Render every line of the entries below as a JSON list of strings, with one string per line and blank lines omitted.

RECORDS SHOWN:
## START
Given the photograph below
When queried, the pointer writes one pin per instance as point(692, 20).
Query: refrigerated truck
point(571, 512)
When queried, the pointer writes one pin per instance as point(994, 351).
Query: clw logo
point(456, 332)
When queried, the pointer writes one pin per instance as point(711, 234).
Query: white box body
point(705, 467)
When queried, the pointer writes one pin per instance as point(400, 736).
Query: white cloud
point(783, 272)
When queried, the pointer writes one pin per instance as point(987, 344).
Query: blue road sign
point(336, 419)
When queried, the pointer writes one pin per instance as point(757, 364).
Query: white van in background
## END
ANSWER TO THE PROBLEM:
[
  "Given the photograph below",
  "When queried, the pointer writes one pin per instance as point(692, 20).",
  "Query: refrigerated truck",
  "point(571, 512)",
  "When queried, the pointer writes one pin per instance as point(994, 351).",
  "Query: clw logo",
  "point(456, 332)",
  "When queried, the pointer writes one pin per instance as point(711, 234).",
  "Query: white box body",
  "point(705, 467)",
  "When queried, the pointer writes one pin per instance as point(400, 736).",
  "Query: white cloud",
  "point(783, 272)",
  "When queried, the pointer writes one pin per instance as point(987, 344).",
  "Query: blue road sign",
  "point(336, 419)",
  "When queried, the pointer writes one pin per instance as point(757, 364).",
  "Query: white van in background"
]